**DATA PROVIDED:**
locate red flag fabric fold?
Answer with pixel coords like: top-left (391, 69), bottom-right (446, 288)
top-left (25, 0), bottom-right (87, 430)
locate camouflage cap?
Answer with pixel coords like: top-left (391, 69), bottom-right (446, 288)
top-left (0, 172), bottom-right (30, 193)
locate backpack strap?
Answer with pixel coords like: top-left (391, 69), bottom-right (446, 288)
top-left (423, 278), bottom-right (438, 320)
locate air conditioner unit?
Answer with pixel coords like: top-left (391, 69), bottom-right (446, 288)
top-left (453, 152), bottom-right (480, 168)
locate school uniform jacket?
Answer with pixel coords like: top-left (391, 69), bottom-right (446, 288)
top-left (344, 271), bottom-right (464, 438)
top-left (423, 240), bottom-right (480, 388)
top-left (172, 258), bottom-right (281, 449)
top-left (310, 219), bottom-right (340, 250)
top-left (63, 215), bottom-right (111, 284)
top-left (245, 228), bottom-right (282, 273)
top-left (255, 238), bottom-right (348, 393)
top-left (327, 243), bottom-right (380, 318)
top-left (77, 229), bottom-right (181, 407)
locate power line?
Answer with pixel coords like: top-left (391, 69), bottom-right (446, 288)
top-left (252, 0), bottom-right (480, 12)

**EXERCISE BRIEF:** Reproduce the data above verbatim, every line from the first through the last.

**TASK RESPONSE:**
locate red flag fabric fold?
Answer with pixel coords like: top-left (391, 69), bottom-right (446, 288)
top-left (25, 0), bottom-right (87, 430)
locate camouflage cap?
Answer with pixel coords like: top-left (391, 69), bottom-right (446, 288)
top-left (0, 172), bottom-right (30, 193)
locate backpack strap?
Answer with pixel coords like: top-left (391, 69), bottom-right (446, 288)
top-left (423, 278), bottom-right (438, 320)
locate air conditioner unit?
Answer with pixel coords like: top-left (391, 69), bottom-right (446, 288)
top-left (453, 152), bottom-right (480, 168)
locate school uniform jacket?
Answer with pixel coords like: top-left (391, 69), bottom-right (446, 288)
top-left (344, 271), bottom-right (464, 438)
top-left (423, 240), bottom-right (480, 388)
top-left (172, 258), bottom-right (281, 449)
top-left (310, 219), bottom-right (340, 250)
top-left (63, 215), bottom-right (111, 284)
top-left (245, 228), bottom-right (282, 273)
top-left (255, 238), bottom-right (348, 393)
top-left (327, 243), bottom-right (380, 318)
top-left (77, 229), bottom-right (181, 407)
locate power line?
Answer with pixel coords like: top-left (391, 69), bottom-right (446, 288)
top-left (252, 0), bottom-right (480, 12)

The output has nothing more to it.